Given instruction:
Copy everything from the line containing "Please spot the yellow" down to the end of the records, swapping "antenna" for "satellite dish" and leaving all else as it is.

(Named object pointing records)
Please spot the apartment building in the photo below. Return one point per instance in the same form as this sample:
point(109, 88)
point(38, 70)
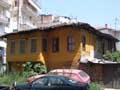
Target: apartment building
point(47, 20)
point(4, 28)
point(115, 33)
point(23, 14)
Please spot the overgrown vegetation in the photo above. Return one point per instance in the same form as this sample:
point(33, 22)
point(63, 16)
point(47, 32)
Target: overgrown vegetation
point(115, 56)
point(94, 86)
point(30, 69)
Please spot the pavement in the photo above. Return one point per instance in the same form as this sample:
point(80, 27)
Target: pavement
point(111, 89)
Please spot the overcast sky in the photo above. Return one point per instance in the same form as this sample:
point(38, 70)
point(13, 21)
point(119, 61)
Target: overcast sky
point(95, 12)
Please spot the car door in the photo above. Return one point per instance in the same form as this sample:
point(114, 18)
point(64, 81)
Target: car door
point(40, 84)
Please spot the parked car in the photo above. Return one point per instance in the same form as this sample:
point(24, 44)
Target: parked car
point(32, 78)
point(53, 82)
point(78, 75)
point(4, 88)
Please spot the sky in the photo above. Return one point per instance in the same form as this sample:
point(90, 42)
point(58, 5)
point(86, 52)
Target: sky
point(95, 12)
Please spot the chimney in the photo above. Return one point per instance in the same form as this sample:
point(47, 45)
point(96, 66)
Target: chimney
point(106, 25)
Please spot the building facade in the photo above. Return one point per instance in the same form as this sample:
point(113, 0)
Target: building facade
point(4, 28)
point(60, 46)
point(115, 33)
point(23, 14)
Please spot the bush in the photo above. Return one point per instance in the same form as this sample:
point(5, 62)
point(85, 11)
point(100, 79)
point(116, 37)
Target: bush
point(115, 56)
point(34, 68)
point(94, 86)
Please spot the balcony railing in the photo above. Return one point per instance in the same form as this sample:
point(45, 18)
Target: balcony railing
point(35, 4)
point(3, 19)
point(4, 3)
point(26, 8)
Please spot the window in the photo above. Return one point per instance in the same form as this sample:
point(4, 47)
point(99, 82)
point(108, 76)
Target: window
point(44, 45)
point(33, 45)
point(55, 44)
point(22, 46)
point(83, 43)
point(16, 3)
point(70, 43)
point(12, 47)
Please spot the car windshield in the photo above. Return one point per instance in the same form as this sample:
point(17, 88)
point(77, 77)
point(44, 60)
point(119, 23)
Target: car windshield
point(83, 74)
point(71, 80)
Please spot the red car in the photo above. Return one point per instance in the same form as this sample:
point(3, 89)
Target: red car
point(78, 75)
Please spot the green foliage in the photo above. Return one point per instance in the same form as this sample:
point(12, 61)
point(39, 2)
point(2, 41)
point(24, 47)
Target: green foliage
point(108, 56)
point(115, 56)
point(94, 86)
point(34, 68)
point(11, 77)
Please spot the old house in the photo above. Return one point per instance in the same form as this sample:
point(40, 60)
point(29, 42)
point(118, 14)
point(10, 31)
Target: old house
point(60, 46)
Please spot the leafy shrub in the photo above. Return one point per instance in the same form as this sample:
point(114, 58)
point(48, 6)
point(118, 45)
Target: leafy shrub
point(94, 86)
point(34, 68)
point(115, 56)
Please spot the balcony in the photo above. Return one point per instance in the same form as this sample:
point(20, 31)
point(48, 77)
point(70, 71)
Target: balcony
point(27, 9)
point(27, 25)
point(4, 3)
point(35, 4)
point(3, 19)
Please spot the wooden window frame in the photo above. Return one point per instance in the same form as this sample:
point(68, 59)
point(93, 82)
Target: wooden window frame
point(55, 44)
point(12, 47)
point(22, 47)
point(33, 46)
point(70, 44)
point(44, 45)
point(83, 43)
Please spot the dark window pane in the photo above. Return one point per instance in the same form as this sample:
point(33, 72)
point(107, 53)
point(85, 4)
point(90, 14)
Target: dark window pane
point(70, 43)
point(55, 44)
point(83, 43)
point(33, 45)
point(12, 47)
point(22, 46)
point(44, 45)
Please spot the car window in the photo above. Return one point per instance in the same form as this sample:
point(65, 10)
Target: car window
point(71, 80)
point(56, 81)
point(83, 74)
point(40, 81)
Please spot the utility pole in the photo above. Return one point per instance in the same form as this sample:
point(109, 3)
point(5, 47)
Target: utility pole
point(18, 15)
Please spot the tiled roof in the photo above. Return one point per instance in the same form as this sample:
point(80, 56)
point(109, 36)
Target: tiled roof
point(53, 26)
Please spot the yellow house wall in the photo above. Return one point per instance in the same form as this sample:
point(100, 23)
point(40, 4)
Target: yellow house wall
point(61, 59)
point(17, 57)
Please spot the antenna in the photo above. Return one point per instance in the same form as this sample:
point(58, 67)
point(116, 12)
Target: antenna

Finished task:
Please spot the yellow house wall in the photo above. Return one point per instance in the same form as this sample:
point(100, 23)
point(40, 4)
Target: yellow house wall
point(61, 59)
point(17, 57)
Please spot the satellite dish in the photo above. Return one point per instance in the same form as this sample:
point(58, 67)
point(116, 12)
Target: satellite dish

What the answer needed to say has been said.